### Given records
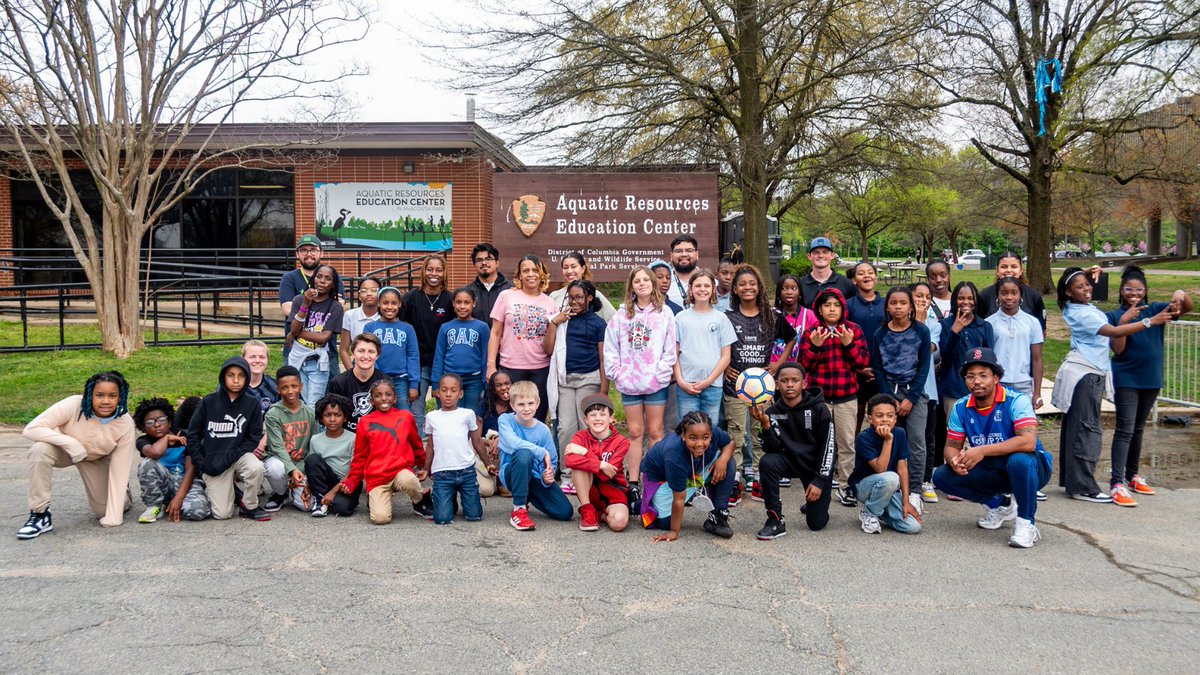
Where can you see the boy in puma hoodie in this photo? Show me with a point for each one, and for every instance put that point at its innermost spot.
(221, 441)
(832, 352)
(798, 442)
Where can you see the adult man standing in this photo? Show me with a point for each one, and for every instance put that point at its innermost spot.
(489, 282)
(299, 280)
(822, 275)
(1005, 464)
(684, 254)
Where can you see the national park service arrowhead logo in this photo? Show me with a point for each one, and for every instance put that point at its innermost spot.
(528, 210)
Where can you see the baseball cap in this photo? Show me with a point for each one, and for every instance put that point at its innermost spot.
(595, 400)
(309, 240)
(982, 356)
(821, 243)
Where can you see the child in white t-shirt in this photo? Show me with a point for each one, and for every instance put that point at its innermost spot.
(454, 441)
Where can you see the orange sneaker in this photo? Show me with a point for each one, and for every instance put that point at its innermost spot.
(1121, 496)
(1139, 485)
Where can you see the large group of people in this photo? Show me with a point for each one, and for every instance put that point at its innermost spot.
(882, 400)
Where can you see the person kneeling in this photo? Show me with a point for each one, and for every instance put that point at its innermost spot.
(881, 471)
(798, 442)
(388, 452)
(1005, 461)
(694, 465)
(597, 459)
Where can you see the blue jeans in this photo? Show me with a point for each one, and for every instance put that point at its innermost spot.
(708, 401)
(1020, 473)
(423, 390)
(528, 490)
(880, 495)
(447, 484)
(313, 380)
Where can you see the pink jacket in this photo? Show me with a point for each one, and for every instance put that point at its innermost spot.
(640, 352)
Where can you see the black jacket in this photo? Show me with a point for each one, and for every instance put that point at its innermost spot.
(485, 299)
(222, 430)
(803, 434)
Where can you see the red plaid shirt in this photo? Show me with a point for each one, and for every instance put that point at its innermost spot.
(832, 366)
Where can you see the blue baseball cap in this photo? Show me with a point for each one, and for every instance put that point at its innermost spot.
(821, 243)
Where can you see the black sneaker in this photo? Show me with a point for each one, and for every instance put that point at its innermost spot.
(846, 496)
(36, 525)
(258, 513)
(425, 507)
(634, 494)
(774, 527)
(275, 502)
(718, 524)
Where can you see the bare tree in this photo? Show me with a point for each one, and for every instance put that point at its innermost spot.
(135, 93)
(774, 91)
(1003, 64)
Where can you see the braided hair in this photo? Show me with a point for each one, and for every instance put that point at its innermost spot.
(113, 377)
(147, 405)
(694, 417)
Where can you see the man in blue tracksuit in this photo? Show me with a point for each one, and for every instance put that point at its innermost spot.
(1003, 464)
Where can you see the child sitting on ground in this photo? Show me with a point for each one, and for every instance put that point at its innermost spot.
(388, 452)
(528, 460)
(597, 459)
(881, 471)
(166, 475)
(697, 459)
(329, 459)
(454, 443)
(798, 442)
(289, 425)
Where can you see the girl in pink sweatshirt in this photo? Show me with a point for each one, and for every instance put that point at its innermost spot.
(639, 359)
(94, 432)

### What the task requires
Rewrite all the rows above, replacing "in this photo" with "in this image" and leaving everything else unchanged. Omit the pictures.

### Response below
Where can you see the boy in puma hoodie in this image? Show me with a point for each one, and for every instance put that point at its innermost spot.
(221, 441)
(832, 352)
(798, 442)
Where can you see the adult man standing in this image? Show me with a point for each one, and for every instance put that point at its innermost spot.
(489, 282)
(299, 280)
(822, 275)
(1005, 464)
(684, 254)
Where can you see the national park service arrowhead logo in this image? Show me with a point for each one, and for every instance put that point at its innermost spot.
(528, 210)
Where can you see the baseball cap in this image? Show me with a point for each one, and for every instance put that point at its innermost spot.
(595, 400)
(309, 240)
(982, 356)
(821, 243)
Where can you see the child in white t-shirt in this image? Show me with a point for each one, and for every instance put that point at its innermost spot.
(454, 441)
Where can you see the orange sneaker in this image? Show me with a point for each one, and for every instance put that point at its innermost spot.
(1121, 496)
(1139, 485)
Where can you see the large group of people in this image? Show me with a point for each one, and for every instance put that point at its innermost spot.
(882, 400)
Where can you see the person kneeling in this image? Show me with a point for each one, and for every instance put that point at its innermost spot.
(881, 471)
(798, 442)
(388, 452)
(1005, 461)
(694, 465)
(597, 459)
Where can you see the blue jeans in this image? Show me with a point for each one, and for every instance put that point at its innermost spot.
(708, 401)
(1020, 473)
(423, 390)
(528, 490)
(880, 495)
(447, 484)
(313, 380)
Where can you see the pink jacket in this image? Show me with a point for each one, and for every instance put that point at its innermost spot.
(640, 352)
Where can you see the black jacket in this image? Show me with a point for each one, and for every instance put that point at its innermost spot.
(485, 299)
(222, 430)
(803, 434)
Where can you see the red plaid shirt in this image? Show me with a point for each one, and for every instance put that point at its innermost spot.
(832, 366)
Where can you see the blue baseball cap in this image? Show me with a point for each one, and for every instance put that point at its innermost spot.
(821, 243)
Where can you see the black sneaker in this image? Show me with a point for each one, and for every instance put that point at its innermost spot.
(846, 496)
(36, 525)
(258, 513)
(425, 507)
(634, 494)
(774, 527)
(275, 502)
(718, 524)
Where can you see the bare tree in this image? Show me with a point for each one, and for every instance put that point at its innermost spot.
(135, 93)
(774, 91)
(1003, 64)
Where can you see the braided hair in this image? Show me with a point for each one, and for every instance put that point at its innermost spot.
(113, 377)
(147, 405)
(694, 417)
Where can you see the man in blue tracksuit in this image? Show me with a point for each one, and for every instance put that point at its innermost spot.
(1003, 464)
Where can you see the child sitting on ground in this image? Show me with a point for each one, and for every instance put that point at its innermost spot.
(388, 452)
(528, 460)
(597, 459)
(881, 471)
(166, 475)
(697, 459)
(329, 459)
(454, 443)
(798, 442)
(289, 425)
Where can you see the girl in pink sweatshirt in this image? Show me with a point for each one, and for every instance put that point at its innermost spot.
(639, 359)
(94, 432)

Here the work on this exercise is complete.